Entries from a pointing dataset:
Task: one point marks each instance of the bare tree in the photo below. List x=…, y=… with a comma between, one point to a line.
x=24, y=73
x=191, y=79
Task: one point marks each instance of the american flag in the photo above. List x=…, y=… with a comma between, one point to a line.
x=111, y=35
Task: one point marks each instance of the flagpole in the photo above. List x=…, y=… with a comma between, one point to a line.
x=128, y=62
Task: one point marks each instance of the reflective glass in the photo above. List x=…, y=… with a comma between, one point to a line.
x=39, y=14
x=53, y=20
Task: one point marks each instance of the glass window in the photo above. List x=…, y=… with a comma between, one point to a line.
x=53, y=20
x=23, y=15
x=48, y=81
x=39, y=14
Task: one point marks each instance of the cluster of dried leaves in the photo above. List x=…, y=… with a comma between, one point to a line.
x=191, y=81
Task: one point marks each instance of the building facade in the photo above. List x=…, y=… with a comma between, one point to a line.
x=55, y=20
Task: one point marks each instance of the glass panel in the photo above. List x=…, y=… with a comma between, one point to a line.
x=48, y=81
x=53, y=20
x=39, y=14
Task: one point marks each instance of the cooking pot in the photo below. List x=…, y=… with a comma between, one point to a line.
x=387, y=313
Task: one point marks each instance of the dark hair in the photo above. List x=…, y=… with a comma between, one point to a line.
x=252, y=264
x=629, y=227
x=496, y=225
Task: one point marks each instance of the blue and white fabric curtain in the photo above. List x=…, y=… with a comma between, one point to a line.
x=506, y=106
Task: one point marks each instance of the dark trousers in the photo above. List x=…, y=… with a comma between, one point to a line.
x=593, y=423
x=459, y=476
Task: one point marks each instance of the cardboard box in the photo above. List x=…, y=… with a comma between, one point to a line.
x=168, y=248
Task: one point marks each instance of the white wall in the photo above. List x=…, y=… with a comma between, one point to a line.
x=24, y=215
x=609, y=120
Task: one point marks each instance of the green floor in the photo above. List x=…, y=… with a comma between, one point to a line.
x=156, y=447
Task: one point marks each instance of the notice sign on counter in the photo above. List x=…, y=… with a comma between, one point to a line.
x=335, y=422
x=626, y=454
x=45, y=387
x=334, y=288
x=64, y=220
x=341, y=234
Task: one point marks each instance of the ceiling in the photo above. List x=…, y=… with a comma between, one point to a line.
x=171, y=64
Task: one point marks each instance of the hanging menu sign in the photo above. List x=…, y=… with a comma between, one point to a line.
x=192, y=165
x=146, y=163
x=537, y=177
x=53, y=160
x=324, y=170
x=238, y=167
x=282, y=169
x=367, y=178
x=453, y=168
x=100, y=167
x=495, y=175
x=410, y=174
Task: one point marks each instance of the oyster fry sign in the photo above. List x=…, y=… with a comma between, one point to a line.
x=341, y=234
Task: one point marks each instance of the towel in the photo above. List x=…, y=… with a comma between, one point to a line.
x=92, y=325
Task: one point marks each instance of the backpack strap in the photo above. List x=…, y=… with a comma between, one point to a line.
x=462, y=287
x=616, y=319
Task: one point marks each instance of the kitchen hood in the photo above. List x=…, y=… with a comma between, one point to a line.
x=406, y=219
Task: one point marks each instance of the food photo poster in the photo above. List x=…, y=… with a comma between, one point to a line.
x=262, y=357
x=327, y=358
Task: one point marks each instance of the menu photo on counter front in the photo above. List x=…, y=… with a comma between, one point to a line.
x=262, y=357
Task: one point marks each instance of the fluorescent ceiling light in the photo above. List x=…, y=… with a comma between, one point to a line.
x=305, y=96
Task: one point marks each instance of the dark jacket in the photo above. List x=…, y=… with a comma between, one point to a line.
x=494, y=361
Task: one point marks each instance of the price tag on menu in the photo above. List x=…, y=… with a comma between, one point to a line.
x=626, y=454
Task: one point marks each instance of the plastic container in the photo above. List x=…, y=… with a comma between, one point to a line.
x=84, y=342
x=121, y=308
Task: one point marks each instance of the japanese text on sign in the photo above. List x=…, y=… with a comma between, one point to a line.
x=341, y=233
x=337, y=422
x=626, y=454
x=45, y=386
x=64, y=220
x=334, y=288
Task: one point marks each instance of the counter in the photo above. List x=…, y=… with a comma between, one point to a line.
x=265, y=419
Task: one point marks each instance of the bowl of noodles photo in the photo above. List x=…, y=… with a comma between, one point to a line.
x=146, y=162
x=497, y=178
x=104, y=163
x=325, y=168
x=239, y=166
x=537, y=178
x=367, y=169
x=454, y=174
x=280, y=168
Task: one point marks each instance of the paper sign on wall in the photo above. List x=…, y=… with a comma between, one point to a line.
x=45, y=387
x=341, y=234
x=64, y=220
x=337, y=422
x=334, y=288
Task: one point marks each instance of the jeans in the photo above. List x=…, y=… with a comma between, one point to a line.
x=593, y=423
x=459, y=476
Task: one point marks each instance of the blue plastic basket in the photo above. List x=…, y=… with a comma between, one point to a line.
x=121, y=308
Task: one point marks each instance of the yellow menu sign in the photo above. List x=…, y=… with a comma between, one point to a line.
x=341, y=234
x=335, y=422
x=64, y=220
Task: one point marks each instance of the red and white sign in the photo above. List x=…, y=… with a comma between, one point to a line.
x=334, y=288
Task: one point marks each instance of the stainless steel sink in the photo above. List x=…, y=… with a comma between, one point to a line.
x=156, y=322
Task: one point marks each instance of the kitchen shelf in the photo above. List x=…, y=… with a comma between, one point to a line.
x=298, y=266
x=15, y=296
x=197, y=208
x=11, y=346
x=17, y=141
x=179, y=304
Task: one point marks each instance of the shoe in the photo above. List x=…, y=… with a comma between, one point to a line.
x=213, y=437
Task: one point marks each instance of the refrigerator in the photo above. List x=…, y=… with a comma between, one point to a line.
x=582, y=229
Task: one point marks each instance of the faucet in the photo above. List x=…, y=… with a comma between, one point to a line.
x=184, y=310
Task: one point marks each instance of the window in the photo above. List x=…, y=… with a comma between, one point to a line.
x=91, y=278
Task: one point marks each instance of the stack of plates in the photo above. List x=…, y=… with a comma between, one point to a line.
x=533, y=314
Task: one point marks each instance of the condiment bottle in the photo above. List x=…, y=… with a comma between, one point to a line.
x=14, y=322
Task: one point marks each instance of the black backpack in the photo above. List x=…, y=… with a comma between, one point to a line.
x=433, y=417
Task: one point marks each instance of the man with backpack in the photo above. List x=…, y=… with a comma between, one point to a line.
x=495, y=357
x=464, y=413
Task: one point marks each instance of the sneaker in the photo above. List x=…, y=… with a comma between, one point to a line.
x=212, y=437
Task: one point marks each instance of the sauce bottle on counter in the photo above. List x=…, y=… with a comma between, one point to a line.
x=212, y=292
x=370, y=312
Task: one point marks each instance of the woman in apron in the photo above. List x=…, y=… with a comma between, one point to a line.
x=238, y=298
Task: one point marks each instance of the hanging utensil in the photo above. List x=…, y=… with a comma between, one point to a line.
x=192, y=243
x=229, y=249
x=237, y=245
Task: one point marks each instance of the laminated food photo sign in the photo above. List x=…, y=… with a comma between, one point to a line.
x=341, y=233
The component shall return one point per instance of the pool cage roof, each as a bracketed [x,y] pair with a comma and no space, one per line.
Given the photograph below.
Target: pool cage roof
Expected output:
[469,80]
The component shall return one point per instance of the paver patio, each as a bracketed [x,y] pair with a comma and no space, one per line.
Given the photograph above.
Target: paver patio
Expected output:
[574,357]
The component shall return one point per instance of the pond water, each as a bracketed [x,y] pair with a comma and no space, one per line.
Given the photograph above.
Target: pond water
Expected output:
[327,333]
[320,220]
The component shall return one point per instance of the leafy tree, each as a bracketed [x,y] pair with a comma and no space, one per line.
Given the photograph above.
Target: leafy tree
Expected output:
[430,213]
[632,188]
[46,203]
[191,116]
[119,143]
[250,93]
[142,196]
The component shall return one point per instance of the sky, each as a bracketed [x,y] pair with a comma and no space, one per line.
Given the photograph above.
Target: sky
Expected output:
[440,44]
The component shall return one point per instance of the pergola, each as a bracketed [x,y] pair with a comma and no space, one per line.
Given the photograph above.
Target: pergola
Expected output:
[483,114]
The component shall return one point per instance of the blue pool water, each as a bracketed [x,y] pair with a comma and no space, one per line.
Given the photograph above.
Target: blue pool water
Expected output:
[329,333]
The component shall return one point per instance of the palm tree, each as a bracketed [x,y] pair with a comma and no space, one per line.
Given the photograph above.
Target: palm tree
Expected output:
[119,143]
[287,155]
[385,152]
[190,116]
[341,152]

---

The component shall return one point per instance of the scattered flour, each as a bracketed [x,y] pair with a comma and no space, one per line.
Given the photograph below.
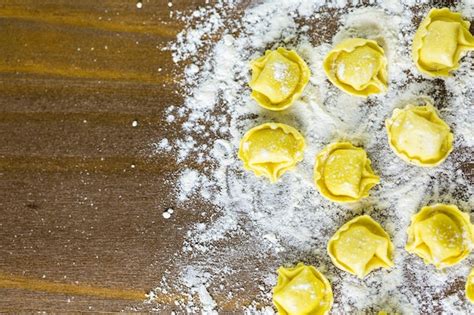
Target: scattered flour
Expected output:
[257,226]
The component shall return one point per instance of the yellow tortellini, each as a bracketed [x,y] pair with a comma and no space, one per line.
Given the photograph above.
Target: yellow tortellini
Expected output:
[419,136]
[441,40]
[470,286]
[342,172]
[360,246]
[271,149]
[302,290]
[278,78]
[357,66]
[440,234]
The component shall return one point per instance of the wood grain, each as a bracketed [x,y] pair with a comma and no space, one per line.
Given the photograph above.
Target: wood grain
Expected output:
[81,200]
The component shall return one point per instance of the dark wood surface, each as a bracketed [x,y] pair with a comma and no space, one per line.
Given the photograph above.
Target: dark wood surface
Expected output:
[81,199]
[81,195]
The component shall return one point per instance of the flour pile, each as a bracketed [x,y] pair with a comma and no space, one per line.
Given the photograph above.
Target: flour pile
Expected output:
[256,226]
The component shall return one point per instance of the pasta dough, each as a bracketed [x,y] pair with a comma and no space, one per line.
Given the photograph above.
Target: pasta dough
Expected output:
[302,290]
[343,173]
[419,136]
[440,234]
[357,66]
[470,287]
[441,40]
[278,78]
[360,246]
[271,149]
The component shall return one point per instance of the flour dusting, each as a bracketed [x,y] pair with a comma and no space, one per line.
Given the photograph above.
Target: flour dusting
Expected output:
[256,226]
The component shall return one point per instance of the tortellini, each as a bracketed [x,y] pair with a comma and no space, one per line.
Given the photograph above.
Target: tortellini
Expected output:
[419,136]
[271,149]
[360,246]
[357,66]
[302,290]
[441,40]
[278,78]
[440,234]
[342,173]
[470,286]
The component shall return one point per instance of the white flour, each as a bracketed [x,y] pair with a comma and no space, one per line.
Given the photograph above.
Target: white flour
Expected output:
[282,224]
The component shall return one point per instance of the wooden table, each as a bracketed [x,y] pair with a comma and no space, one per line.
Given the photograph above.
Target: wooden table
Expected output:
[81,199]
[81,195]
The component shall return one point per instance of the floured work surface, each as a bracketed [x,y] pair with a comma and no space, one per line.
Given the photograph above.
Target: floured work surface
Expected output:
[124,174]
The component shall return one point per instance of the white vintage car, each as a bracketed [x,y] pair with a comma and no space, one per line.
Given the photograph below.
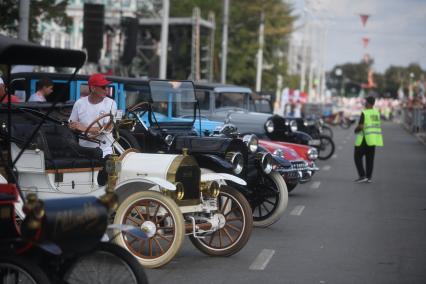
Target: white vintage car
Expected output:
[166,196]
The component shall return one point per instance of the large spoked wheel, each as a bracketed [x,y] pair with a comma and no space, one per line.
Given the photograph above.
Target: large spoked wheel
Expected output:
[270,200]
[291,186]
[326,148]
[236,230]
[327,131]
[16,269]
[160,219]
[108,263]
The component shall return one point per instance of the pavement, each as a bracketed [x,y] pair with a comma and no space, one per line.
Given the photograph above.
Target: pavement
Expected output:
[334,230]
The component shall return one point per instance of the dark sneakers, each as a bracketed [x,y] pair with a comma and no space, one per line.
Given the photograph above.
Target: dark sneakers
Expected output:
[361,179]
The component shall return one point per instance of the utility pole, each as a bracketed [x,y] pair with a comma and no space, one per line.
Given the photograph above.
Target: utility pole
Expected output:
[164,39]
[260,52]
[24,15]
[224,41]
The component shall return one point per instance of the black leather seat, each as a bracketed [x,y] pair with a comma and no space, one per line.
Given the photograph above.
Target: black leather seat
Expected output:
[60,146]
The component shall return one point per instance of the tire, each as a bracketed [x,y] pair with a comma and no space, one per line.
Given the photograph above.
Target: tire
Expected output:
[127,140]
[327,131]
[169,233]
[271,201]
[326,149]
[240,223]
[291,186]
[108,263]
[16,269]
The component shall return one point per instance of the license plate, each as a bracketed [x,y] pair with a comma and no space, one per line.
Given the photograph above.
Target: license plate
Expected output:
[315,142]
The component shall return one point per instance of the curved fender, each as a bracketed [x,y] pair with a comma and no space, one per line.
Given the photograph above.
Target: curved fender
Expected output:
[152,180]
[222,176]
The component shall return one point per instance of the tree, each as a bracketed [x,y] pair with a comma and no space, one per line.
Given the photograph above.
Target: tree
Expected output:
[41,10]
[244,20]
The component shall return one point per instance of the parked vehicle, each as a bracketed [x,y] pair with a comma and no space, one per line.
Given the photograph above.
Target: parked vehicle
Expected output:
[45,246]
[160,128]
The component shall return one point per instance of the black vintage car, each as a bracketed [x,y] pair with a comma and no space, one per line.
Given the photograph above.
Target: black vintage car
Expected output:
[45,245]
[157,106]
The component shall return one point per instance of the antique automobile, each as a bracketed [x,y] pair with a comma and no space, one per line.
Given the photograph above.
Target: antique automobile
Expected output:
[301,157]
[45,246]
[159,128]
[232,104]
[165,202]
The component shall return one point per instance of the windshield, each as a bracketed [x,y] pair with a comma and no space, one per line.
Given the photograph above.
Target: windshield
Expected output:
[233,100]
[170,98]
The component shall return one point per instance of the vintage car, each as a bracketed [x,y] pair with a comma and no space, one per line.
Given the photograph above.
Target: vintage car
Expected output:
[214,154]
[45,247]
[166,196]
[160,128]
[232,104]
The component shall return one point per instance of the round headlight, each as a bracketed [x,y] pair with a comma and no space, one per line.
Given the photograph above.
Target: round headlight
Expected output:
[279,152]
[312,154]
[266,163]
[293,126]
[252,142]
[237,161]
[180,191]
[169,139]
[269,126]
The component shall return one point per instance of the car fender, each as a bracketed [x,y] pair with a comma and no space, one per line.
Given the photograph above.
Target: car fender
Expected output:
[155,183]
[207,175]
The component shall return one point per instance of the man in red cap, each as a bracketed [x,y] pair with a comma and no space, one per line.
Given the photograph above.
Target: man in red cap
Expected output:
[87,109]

---

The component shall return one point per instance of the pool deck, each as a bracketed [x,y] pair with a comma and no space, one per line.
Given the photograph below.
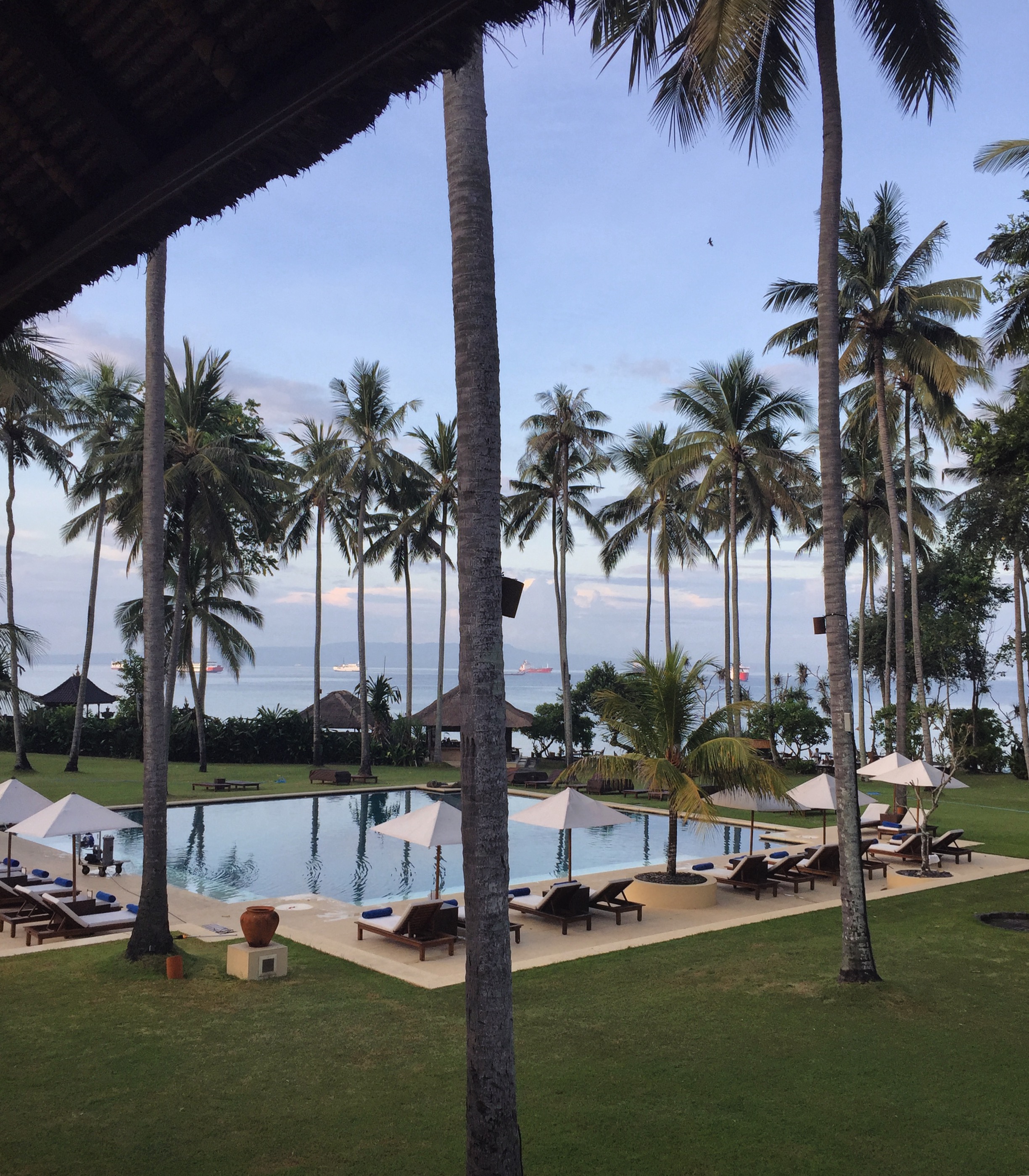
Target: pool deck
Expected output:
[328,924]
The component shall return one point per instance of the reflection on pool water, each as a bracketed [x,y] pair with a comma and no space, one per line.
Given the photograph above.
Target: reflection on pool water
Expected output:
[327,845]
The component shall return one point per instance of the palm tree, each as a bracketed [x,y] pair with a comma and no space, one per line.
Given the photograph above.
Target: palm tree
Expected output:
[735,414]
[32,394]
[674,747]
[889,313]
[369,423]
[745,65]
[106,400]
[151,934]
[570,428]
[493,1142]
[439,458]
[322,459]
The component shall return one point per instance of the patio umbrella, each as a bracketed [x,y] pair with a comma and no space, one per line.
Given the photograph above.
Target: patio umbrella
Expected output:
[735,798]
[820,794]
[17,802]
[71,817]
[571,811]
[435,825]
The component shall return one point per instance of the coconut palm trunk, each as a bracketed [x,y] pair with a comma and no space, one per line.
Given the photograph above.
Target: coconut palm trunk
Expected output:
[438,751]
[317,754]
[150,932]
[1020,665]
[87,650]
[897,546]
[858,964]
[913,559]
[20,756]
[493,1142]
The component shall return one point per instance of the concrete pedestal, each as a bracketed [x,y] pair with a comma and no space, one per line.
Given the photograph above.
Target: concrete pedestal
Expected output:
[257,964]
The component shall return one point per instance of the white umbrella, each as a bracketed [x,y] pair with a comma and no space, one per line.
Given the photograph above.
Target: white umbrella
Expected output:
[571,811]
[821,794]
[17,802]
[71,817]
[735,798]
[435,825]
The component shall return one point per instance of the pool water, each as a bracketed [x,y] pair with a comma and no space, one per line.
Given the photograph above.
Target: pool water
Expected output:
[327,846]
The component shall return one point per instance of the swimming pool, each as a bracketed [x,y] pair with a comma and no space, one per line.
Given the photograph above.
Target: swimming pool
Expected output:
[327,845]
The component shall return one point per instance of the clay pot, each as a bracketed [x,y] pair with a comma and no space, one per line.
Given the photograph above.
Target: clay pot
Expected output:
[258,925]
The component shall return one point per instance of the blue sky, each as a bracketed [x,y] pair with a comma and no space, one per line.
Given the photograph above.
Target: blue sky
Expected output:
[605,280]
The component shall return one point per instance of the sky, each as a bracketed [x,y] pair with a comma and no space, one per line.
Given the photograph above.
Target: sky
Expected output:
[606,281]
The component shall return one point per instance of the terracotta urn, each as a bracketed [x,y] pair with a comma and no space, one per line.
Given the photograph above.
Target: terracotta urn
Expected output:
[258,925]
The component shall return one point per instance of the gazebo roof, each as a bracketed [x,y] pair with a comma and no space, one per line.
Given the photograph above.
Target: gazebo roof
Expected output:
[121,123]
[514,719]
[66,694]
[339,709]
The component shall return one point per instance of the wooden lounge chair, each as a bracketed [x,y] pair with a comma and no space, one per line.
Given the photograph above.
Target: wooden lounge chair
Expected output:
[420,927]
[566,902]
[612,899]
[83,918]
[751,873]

» **THE PROBLEM**: Reproduce verbatim the lines of the listing above, from the line containing "Task: one point marks each instance of the shoe" through the line containing "x=433, y=417", including both of those lines.

» **PROBLEM SOLUTION**:
Task: one point marks each instance of the shoe in the photo above. List x=…, y=… with a comma between, one point to a line.
x=213, y=437
Task: one point marks each instance of the refrigerator in the photo above. List x=…, y=… with a comma between, one point to a line.
x=582, y=229
Task: one point marks each instance of the faucet in the photo above. List x=…, y=… with a comma between, one point to a line.
x=184, y=310
Task: one point marks each instance of the window in the photo above. List x=…, y=… with a comma between, one point to a line.
x=91, y=278
Task: one point marks each instance of the stack of plates in the photo above. List x=…, y=… with a comma between, one point to a line.
x=533, y=314
Task: one point marks each instance of the condiment bottle in the photo above. List x=…, y=… with a comma between, one point to a line.
x=14, y=322
Task: one point marks each instance of the black backpack in the photo above. List x=…, y=… with a comma between, one point to a line.
x=433, y=417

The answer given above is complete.